Convert the data below into a numbered list, taking everything from the line containing "Place one point per instance of the asphalt" down to the line containing "Place one point per instance of the round", both included, and skipping any blank lines.

INPUT:
(begin)
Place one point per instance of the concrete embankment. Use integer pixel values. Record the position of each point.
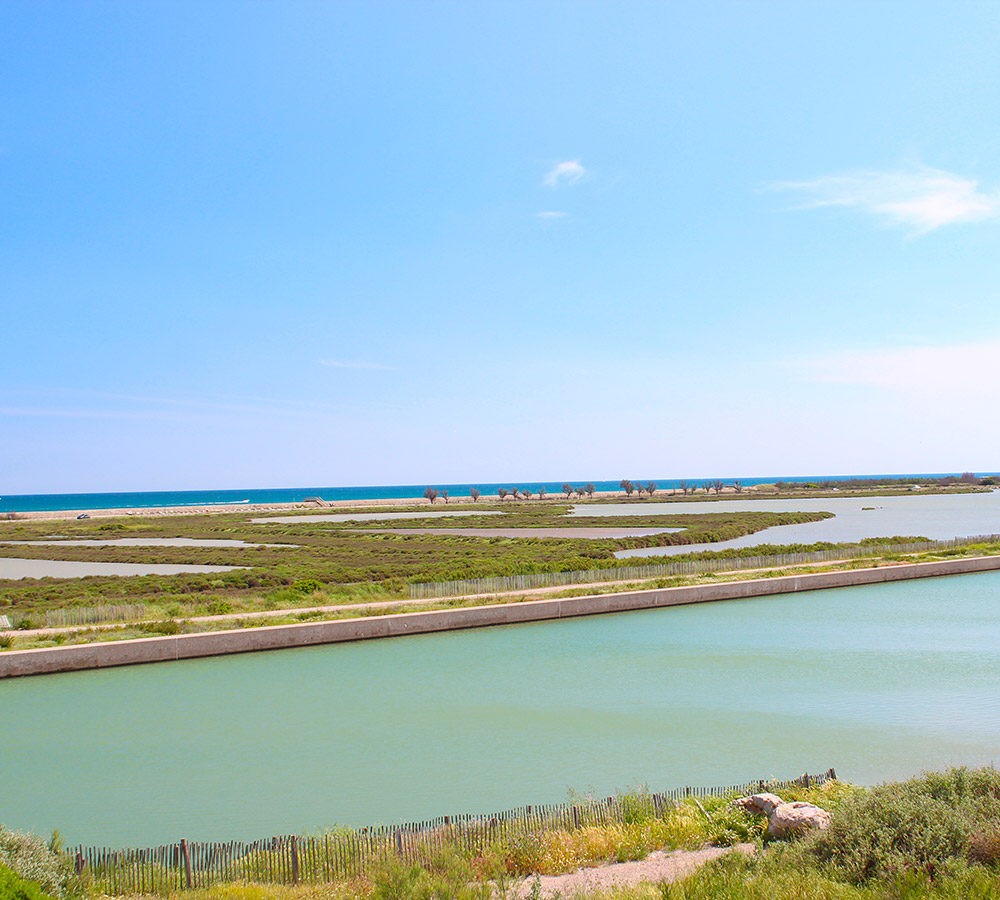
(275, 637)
(end)
(begin)
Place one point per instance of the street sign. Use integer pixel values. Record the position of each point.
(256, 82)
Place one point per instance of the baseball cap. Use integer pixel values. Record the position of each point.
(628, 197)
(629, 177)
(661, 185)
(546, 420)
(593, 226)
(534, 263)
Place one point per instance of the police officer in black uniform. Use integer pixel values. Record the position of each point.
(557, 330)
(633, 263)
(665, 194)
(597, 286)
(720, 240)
(end)
(begin)
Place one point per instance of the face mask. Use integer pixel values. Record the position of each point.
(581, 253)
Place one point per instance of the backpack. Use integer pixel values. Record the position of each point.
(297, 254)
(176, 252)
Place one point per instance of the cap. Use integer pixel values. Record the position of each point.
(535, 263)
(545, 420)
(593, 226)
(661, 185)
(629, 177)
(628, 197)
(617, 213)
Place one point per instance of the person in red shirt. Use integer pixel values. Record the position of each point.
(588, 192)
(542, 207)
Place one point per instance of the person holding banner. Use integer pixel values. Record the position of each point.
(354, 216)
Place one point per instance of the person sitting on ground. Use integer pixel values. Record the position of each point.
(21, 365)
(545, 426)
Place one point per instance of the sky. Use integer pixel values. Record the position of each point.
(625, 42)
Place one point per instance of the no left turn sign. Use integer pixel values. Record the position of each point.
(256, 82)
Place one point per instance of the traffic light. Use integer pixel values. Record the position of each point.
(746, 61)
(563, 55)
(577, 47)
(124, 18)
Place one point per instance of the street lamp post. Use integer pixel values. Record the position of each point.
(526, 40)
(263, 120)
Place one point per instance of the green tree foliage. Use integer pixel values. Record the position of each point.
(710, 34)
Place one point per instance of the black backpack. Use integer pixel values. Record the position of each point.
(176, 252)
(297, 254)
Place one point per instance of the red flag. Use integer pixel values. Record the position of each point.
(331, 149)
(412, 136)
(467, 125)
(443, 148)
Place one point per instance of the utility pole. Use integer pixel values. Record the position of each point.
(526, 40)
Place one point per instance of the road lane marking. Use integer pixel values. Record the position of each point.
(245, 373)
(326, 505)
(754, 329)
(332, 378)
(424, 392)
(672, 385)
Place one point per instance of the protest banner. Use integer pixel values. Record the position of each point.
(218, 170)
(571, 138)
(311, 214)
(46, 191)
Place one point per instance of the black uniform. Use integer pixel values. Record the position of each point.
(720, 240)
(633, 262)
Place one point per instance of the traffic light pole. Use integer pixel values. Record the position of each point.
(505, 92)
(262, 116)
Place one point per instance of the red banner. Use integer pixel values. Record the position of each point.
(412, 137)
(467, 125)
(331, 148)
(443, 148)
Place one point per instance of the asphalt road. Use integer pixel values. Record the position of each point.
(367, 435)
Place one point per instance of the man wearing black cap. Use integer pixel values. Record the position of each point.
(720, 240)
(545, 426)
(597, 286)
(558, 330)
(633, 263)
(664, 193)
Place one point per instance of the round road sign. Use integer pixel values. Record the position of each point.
(end)
EXERCISE OUTPUT:
1. Place one point per instance of the asphalt road. Use integer pixel values. Record the position of each point.
2. (367, 435)
3. Place one point per instance of the man wearing black cap. Use integer pixel values. Record the position of each point.
4. (720, 240)
5. (545, 426)
6. (597, 286)
7. (558, 330)
8. (633, 263)
9. (664, 193)
10. Place one point per instance of the round road sign. Use integer pixel values. Record the position of each point.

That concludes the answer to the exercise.